Source extract |
%%
By Giuseppe Dentice
The Egyptian military response through heavy air strikes on the cities of Darnah and Sirte – as a consequence of the kidnapping and beheading of 21 Egyptian Copts by a Libyan cell affiliated to the Islamic State (IS) in February 2015 – represents so far the peak of Egypt’s involvement in the Libyan affaire.
Since Qaddafi’s fall in 2011, insecurity in Libya – especially in the Eastern costal region of Cyrenaica – has been perceived as a direct threat to Egyptian national security. Indeed, the precarious situation in Cyrenaica deteriorated by Jihadist attacks and the continuous flow of militants across the eastern border has threatened Egypt’s stability and internal security. First, Libya’s eastern border could become a relatively safe haven for Islamist militias, where illegal weapons and militants could flow freely from Libya to the Sinai Peninsula.
Moreover, the presence of many Jihadist groups in both countries, such as Wilayat Sinai – considered the most dangerous and lethal organization in the Sinai Peninsula and in the Egypt mainland – Mohammed Jamal Network (MJN), Islamic Youth Shura Council or Jamaat al-Murabitoun has forced Egyptian authorities to use all necessary measures to secure their border, in order to prevent any spillover effects in Western Egypt.
%%
What this exercise asks |
• a. In the passage on Egypt and Libya, condense the paragraph beginning "Since Qaddafi's fall in 2011" into a short bulleted list that keeps its main facts.
• b. Print everything in the records from the start down to the line containing "<point>313,60</point>", with both ends included, and leave the pictures out.

Material for this task |
%%
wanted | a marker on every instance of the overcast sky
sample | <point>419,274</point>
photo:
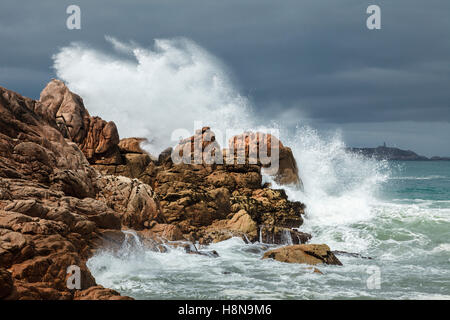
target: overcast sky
<point>313,59</point>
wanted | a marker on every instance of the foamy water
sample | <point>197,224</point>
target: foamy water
<point>396,214</point>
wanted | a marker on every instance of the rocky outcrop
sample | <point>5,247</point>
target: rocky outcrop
<point>259,148</point>
<point>304,253</point>
<point>206,199</point>
<point>69,186</point>
<point>50,218</point>
<point>97,138</point>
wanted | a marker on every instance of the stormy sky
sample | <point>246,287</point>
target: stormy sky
<point>313,60</point>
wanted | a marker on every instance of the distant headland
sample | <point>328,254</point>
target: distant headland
<point>389,153</point>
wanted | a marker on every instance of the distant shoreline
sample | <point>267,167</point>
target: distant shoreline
<point>394,154</point>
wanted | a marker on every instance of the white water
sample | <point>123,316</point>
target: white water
<point>152,92</point>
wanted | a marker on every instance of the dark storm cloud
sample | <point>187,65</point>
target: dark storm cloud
<point>311,58</point>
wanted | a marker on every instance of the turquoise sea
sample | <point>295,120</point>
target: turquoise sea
<point>396,213</point>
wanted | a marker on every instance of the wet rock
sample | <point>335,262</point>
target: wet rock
<point>6,283</point>
<point>304,253</point>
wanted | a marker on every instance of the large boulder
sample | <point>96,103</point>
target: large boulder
<point>97,138</point>
<point>49,219</point>
<point>304,253</point>
<point>264,148</point>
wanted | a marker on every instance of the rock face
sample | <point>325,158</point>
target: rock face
<point>69,186</point>
<point>304,253</point>
<point>53,204</point>
<point>257,146</point>
<point>97,138</point>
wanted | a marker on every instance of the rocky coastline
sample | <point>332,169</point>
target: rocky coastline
<point>70,186</point>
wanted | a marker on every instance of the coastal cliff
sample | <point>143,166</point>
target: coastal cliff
<point>389,153</point>
<point>70,186</point>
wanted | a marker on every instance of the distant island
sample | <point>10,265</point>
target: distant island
<point>389,153</point>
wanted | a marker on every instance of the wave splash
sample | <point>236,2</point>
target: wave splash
<point>176,83</point>
<point>151,92</point>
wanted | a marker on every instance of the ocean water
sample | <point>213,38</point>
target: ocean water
<point>397,213</point>
<point>406,234</point>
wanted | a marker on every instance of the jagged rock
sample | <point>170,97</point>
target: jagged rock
<point>6,283</point>
<point>256,147</point>
<point>48,217</point>
<point>97,138</point>
<point>131,145</point>
<point>99,293</point>
<point>135,201</point>
<point>56,210</point>
<point>304,253</point>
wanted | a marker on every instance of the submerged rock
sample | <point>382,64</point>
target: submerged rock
<point>304,253</point>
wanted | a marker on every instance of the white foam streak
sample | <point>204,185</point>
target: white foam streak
<point>152,92</point>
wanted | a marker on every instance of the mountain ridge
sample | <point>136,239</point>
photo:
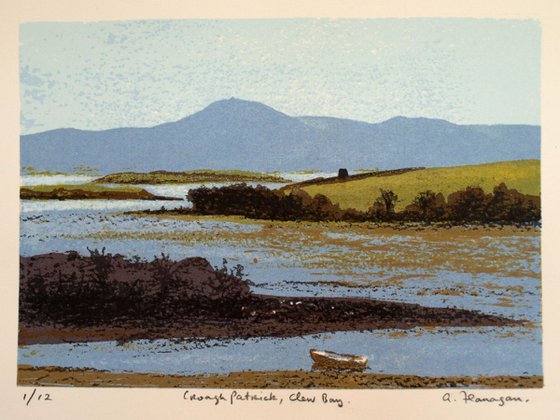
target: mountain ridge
<point>239,134</point>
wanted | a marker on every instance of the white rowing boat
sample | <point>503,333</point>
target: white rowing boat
<point>329,360</point>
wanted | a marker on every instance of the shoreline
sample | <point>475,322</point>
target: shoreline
<point>58,376</point>
<point>269,316</point>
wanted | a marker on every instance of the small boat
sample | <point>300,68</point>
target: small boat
<point>329,360</point>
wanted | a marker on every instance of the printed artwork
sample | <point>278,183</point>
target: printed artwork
<point>282,203</point>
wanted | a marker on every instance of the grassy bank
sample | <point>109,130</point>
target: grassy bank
<point>84,192</point>
<point>49,376</point>
<point>359,194</point>
<point>188,177</point>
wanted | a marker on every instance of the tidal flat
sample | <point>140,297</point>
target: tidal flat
<point>491,269</point>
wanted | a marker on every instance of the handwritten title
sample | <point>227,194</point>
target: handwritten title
<point>235,397</point>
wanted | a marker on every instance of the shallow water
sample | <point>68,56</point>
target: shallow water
<point>420,352</point>
<point>305,267</point>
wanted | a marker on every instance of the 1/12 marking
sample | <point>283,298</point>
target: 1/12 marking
<point>35,396</point>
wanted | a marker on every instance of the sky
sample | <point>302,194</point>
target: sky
<point>101,75</point>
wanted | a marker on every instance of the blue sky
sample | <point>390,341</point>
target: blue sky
<point>103,75</point>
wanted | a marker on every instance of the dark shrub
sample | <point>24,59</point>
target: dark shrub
<point>69,287</point>
<point>468,205</point>
<point>426,206</point>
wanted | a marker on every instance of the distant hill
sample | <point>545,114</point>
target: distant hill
<point>360,191</point>
<point>238,134</point>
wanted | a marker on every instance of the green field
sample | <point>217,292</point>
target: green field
<point>83,191</point>
<point>188,177</point>
<point>359,194</point>
<point>82,187</point>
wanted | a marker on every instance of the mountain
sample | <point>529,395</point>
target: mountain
<point>238,134</point>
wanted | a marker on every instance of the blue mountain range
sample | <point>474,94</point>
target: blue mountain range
<point>239,134</point>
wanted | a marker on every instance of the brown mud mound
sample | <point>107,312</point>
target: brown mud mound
<point>68,297</point>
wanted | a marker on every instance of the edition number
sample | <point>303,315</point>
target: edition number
<point>34,396</point>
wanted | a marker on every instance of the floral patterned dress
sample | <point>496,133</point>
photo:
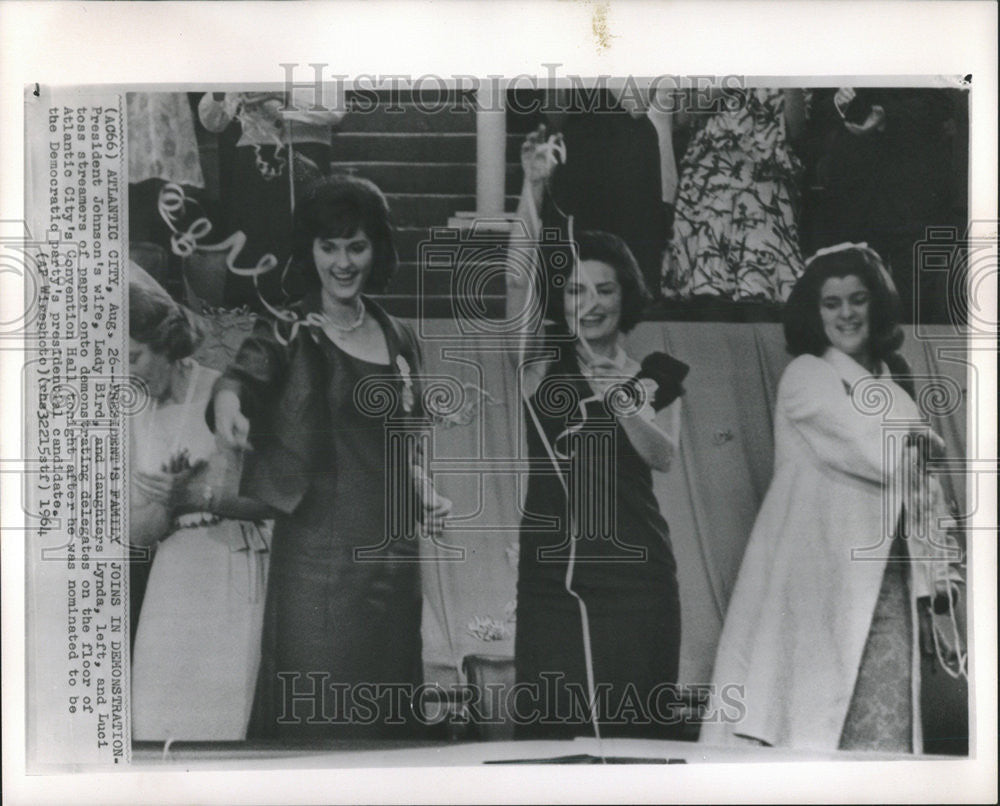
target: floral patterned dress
<point>735,234</point>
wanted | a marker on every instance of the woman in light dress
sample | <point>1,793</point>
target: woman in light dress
<point>197,643</point>
<point>819,647</point>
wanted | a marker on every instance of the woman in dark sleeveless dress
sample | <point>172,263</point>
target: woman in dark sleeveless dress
<point>322,395</point>
<point>598,615</point>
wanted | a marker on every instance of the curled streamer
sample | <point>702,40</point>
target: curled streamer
<point>64,398</point>
<point>940,396</point>
<point>625,399</point>
<point>128,397</point>
<point>443,397</point>
<point>376,395</point>
<point>556,396</point>
<point>172,203</point>
<point>872,396</point>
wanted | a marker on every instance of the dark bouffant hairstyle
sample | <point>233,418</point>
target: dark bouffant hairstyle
<point>156,320</point>
<point>337,207</point>
<point>611,249</point>
<point>803,325</point>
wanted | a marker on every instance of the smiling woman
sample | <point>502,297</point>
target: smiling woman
<point>341,637</point>
<point>598,612</point>
<point>836,670</point>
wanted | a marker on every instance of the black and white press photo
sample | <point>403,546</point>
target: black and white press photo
<point>506,417</point>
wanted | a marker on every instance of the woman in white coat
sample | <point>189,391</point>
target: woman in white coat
<point>820,631</point>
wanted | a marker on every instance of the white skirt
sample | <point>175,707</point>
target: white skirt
<point>197,646</point>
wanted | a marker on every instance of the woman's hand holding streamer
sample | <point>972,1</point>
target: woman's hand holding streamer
<point>603,373</point>
<point>540,155</point>
<point>170,487</point>
<point>231,426</point>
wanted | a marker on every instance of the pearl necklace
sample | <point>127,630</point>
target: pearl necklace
<point>353,325</point>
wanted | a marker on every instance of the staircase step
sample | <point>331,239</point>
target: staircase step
<point>428,210</point>
<point>435,307</point>
<point>397,118</point>
<point>424,147</point>
<point>408,177</point>
<point>403,147</point>
<point>443,282</point>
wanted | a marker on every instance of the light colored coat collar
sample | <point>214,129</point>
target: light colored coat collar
<point>849,369</point>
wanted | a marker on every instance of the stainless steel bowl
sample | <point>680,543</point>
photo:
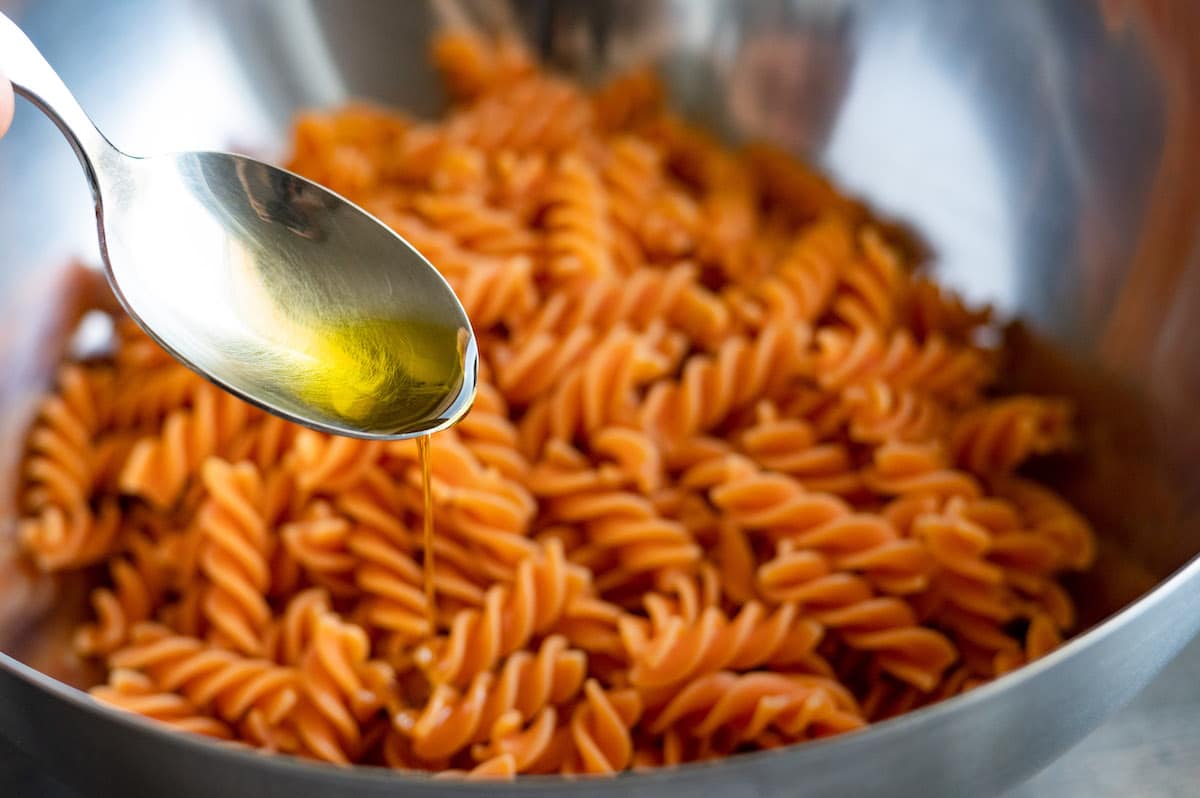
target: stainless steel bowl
<point>1045,153</point>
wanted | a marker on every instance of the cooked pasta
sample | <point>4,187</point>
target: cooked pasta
<point>737,475</point>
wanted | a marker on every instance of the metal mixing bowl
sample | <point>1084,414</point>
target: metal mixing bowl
<point>1045,153</point>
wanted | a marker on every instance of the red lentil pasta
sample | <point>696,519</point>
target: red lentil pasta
<point>737,475</point>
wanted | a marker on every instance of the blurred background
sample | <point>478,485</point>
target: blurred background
<point>982,124</point>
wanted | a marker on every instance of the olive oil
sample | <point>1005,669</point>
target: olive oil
<point>383,375</point>
<point>423,451</point>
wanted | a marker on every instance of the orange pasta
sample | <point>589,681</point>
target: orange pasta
<point>737,475</point>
%%
Answers below |
• a.
- Since Qaddafi fell in 2011, Egypt has seen insecurity in Libya as a direct threat to its national security, especially in eastern Cyrenaica.
- Jihadist attacks and a steady flow of militants across the eastern border have worsened conditions in Cyrenaica and threatened Egypt's stability and internal security.
- Libya's eastern border could become a fairly safe haven for Islamist militias, letting illegal weapons and militants move freely from Libya to the Sinai Peninsula.

• b.
wanted | a marker on every instance of the overcast sky
sample | <point>419,274</point>
photo:
target: overcast sky
<point>313,59</point>
wanted | a marker on every instance of the foamy water
sample | <point>197,224</point>
target: foamy water
<point>396,214</point>
wanted | a marker on every instance of the rocky outcrop
sample | <point>5,247</point>
target: rocky outcrop
<point>259,148</point>
<point>304,253</point>
<point>206,199</point>
<point>69,186</point>
<point>50,218</point>
<point>97,138</point>
wanted | a marker on every instance of the stormy sky
sample | <point>246,287</point>
target: stormy sky
<point>313,60</point>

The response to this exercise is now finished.